Kaynak Metin:
+++
Yargıtay Kararı 2. Hukuk Dairesi 2018/7879 E. 2019/367 K. 17.01.2019 T.

YARGITAY KARARI
DAİRE : 2. Hukuk Dairesi
ESAS NO : 2018/7879
KARAR NO : 2019/367
KARAR TARİHİ : 17.01.2019

MAHKEMESİ :Aile Mahkemesi
DAVALILAR :
DAVA TÜRÜ : Tapu İptali ve Tescil

Taraflar arasındaki davanın yapılan muhakemesi sonunda mahalli mahkemece verilen, yukarıda tarihi ve numarası gösterilen hüküm davalı … tarafından tapu iptal ve tescil davası yönünden; davalı … tarafından ise tapu iptal ve tescil davası ile aile konutu şerhi davasına ilişkin vekalet ücreti yönünden temyiz edilmekle, evrak okunup gereği görüşülüp düşünüldü:
1-Dosyadaki yazılara, bozmaya uygun işlem ve araştırma yapılmış olmasına, delillerin takdirinde bir yanlışlık bulunmamasına ve özellikle mahkemece bozma öncesi 07.05.2015 tarihli ilk hükümde aile konutu şerhi davasının reddine karar verilmiş olduğu, davalı … lehine vekalet ücretine hükmedilmiş olduğu, tapu iptal ve tescil davası yönünden ise görevsizlik kararı verilmiş ve hükmün sadece tapu iptal tescil davası yönünden temyiz edilmiş olduğu görülmüş, taraflarca aile konutu şerhi davasına yönelik hüküm temyiz edilmeyerek kesinleştiğinden, tapu iptal ve tescil davasına yönelik yapılan bozma sonrası kurulan hükümlerde aile konutu şerhi davasına yönelik yeniden hüküm kurulması sonuca etkili bulunmadığı ve bu davaya yönelik olarak son kararda davalı … yararına vekalet ücretine hükmedilmemesinde bir isabetsizlik bulunmadığının anlaşılmasına göre davalı …’IN aile konutu şerhi davasına ilişkin vekalet ücretine yönelik temyiz itirazları yersizdir.
+++
Verilen Alıştırma: Yukarıdaki Yargıtay kararı metnini hiçbir değişiklik yapmadan baştan sona kopyalayın. Kayıtlar, metinden bağımsız ayrı bir malzemedir.

Bir veri kaynağından alınan kayıtlar:
+++
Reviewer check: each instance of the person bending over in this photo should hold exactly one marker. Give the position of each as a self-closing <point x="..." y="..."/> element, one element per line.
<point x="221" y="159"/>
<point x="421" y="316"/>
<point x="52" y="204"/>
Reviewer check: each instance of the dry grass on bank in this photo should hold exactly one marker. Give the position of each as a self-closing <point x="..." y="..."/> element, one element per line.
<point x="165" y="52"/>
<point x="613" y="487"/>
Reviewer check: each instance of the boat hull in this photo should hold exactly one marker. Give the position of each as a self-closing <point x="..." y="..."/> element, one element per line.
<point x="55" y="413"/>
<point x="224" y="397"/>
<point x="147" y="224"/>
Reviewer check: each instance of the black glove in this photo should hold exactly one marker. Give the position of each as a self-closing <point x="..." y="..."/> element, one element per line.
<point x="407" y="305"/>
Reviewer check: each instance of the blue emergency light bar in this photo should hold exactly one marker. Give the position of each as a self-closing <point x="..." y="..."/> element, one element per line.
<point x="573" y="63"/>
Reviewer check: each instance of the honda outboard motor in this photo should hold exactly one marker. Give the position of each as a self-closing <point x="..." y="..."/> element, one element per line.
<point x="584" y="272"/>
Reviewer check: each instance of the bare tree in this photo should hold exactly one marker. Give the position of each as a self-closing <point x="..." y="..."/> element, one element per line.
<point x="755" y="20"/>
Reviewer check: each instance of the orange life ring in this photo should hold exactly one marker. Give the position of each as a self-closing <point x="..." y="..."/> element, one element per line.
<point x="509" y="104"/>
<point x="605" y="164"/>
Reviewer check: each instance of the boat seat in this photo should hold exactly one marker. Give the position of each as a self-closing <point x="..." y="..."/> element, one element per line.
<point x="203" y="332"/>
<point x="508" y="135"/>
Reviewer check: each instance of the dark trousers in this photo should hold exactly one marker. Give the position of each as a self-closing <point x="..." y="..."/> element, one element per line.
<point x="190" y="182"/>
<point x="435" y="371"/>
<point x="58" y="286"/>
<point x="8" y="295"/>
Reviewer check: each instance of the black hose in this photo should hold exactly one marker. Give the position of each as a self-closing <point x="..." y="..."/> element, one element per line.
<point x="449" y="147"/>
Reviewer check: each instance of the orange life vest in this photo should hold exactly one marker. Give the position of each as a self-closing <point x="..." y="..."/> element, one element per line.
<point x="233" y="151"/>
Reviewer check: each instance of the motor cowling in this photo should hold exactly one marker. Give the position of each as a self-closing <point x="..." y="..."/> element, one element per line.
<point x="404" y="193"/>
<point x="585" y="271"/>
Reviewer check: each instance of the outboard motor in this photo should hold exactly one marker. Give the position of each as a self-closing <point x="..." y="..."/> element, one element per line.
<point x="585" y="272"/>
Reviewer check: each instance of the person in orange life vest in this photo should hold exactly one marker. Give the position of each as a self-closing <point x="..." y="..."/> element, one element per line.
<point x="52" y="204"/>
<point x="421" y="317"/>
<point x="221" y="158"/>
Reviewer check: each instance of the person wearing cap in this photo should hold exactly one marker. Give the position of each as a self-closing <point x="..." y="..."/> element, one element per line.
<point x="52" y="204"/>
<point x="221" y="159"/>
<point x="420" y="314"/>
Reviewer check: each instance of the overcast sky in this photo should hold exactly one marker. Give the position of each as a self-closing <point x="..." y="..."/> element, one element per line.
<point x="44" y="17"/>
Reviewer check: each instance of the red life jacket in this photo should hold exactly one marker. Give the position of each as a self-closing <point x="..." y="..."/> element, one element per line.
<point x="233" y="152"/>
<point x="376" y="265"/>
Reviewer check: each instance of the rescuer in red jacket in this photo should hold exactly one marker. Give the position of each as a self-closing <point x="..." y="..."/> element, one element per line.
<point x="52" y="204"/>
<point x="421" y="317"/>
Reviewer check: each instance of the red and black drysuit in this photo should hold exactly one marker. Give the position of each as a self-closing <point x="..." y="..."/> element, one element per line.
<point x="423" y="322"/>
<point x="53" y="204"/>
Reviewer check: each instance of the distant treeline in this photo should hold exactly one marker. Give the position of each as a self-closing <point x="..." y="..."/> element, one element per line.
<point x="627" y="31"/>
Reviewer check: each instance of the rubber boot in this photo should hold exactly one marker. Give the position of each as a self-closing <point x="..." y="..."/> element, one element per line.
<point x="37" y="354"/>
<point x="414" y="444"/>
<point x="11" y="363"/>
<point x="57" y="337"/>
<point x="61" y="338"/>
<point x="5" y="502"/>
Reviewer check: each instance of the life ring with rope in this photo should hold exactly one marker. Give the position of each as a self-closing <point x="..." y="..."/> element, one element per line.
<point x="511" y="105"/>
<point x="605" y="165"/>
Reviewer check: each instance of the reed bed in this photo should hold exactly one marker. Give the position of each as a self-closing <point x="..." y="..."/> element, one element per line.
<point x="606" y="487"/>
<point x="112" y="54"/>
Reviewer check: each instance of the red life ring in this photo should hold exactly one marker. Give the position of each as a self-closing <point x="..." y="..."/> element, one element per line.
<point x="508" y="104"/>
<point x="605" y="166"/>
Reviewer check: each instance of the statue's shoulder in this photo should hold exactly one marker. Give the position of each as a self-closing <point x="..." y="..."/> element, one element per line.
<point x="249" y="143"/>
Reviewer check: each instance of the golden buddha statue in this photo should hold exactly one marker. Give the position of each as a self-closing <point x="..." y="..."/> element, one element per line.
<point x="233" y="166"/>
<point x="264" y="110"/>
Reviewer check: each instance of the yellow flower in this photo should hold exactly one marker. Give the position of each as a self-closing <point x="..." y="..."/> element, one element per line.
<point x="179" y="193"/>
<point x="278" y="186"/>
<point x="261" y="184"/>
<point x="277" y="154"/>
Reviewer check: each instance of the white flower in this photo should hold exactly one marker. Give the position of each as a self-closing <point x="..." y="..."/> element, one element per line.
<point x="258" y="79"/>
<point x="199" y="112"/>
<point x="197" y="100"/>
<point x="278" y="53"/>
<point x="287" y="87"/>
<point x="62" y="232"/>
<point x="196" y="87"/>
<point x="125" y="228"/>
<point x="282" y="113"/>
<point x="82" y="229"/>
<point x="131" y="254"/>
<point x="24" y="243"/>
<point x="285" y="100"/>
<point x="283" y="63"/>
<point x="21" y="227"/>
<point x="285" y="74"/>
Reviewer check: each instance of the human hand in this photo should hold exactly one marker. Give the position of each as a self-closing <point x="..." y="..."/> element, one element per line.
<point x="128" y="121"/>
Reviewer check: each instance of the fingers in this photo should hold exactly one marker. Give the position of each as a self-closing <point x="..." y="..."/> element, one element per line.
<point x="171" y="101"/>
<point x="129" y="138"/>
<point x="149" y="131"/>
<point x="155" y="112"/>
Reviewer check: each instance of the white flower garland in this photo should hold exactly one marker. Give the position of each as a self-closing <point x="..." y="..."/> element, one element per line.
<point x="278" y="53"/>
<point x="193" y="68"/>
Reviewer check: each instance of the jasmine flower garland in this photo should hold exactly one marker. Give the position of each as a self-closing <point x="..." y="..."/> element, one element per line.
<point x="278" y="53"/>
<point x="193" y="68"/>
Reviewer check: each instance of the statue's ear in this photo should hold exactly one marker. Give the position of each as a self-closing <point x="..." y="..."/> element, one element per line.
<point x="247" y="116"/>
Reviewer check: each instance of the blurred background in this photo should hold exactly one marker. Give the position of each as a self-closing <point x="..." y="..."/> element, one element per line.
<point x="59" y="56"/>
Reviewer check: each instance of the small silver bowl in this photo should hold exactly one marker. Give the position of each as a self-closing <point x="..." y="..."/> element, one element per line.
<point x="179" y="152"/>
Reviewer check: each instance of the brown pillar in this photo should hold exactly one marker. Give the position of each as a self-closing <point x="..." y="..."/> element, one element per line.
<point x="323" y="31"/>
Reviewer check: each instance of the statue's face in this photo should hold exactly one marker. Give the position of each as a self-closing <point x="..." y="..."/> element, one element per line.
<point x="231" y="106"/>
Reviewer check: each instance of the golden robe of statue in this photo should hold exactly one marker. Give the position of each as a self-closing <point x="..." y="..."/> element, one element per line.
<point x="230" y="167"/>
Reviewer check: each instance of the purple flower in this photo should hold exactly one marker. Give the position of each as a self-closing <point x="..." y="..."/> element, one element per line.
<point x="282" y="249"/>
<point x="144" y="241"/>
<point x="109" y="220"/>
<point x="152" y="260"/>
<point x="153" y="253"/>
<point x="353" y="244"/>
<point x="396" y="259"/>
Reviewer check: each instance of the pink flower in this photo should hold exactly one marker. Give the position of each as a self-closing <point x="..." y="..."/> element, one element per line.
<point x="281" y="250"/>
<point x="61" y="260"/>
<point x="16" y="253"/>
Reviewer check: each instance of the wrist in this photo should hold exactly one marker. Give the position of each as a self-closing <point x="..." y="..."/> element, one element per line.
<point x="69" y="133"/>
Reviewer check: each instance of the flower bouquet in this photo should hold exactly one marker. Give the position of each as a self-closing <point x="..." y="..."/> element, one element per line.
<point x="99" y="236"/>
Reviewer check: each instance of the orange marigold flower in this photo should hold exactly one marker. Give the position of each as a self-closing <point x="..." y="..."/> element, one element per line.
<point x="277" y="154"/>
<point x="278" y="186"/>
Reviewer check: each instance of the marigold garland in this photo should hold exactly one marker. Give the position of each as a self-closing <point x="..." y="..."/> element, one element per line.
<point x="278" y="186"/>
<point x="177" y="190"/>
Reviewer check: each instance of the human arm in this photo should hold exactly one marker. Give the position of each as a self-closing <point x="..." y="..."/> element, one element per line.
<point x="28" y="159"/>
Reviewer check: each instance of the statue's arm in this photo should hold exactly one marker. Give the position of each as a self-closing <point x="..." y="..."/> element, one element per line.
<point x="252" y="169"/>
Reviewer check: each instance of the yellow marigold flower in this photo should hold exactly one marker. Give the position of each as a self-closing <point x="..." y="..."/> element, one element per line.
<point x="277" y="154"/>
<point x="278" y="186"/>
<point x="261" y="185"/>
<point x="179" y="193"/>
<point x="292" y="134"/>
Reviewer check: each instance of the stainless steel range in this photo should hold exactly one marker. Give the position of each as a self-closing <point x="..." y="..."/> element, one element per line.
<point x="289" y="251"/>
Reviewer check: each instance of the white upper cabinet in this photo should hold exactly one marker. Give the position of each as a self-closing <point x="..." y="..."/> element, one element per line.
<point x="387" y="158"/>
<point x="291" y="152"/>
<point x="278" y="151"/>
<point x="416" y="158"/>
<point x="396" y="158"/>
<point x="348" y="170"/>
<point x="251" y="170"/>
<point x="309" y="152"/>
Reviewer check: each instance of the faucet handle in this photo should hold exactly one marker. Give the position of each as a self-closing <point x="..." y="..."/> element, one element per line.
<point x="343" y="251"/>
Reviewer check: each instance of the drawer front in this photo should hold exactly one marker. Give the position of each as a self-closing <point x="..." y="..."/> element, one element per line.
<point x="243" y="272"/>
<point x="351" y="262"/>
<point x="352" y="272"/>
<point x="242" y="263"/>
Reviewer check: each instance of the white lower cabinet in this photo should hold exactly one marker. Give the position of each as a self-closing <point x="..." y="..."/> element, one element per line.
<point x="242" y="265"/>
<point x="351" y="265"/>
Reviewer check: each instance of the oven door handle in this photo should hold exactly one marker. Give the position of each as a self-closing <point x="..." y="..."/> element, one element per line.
+++
Görev Cevabı:
Yargıtay Kararı 2. Hukuk Dairesi 2018/7879 E. 2019/367 K. 17.01.2019 T.

YARGITAY KARARI
DAİRE : 2. Hukuk Dairesi
ESAS NO : 2018/7879
KARAR NO : 2019/367
KARAR TARİHİ : 17.01.2019

MAHKEMESİ :Aile Mahkemesi
DAVALILAR :
DAVA TÜRÜ : Tapu İptali ve Tescil

Taraflar arasındaki davanın yapılan muhakemesi sonunda mahalli mahkemece verilen, yukarıda tarihi ve numarası gösterilen hüküm davalı … tarafından tapu iptal ve tescil davası yönünden; davalı … tarafından ise tapu iptal ve tescil davası ile aile konutu şerhi davasına ilişkin vekalet ücreti yönünden temyiz edilmekle, evrak okunup gereği görüşülüp düşünüldü:
1-Dosyadaki yazılara, bozmaya uygun işlem ve araştırma yapılmış olmasına, delillerin takdirinde bir yanlışlık bulunmamasına ve özellikle mahkemece bozma öncesi 07.05.2015 tarihli ilk hükümde aile konutu şerhi davasının reddine karar verilmiş olduğu, davalı … lehine vekalet ücretine hükmedilmiş olduğu, tapu iptal ve tescil davası yönünden ise görevsizlik kararı verilmiş ve hükmün sadece tapu iptal tescil davası yönünden temyiz edilmiş olduğu görülmüş, taraflarca aile konutu şerhi davasına yönelik hüküm temyiz edilmeyerek kesinleştiğinden, tapu iptal ve tescil davasına yönelik yapılan bozma sonrası kurulan hükümlerde aile konutu şerhi davasına yönelik yeniden hüküm kurulması sonuca etkili bulunmadığı ve bu davaya yönelik olarak son kararda davalı … yararına vekalet ücretine hükmedilmemesinde bir isabetsizlik bulunmadığının anlaşılmasına göre davalı …’IN aile konutu şerhi davasına ilişkin vekalet ücretine yönelik temyiz itirazları yersizdir.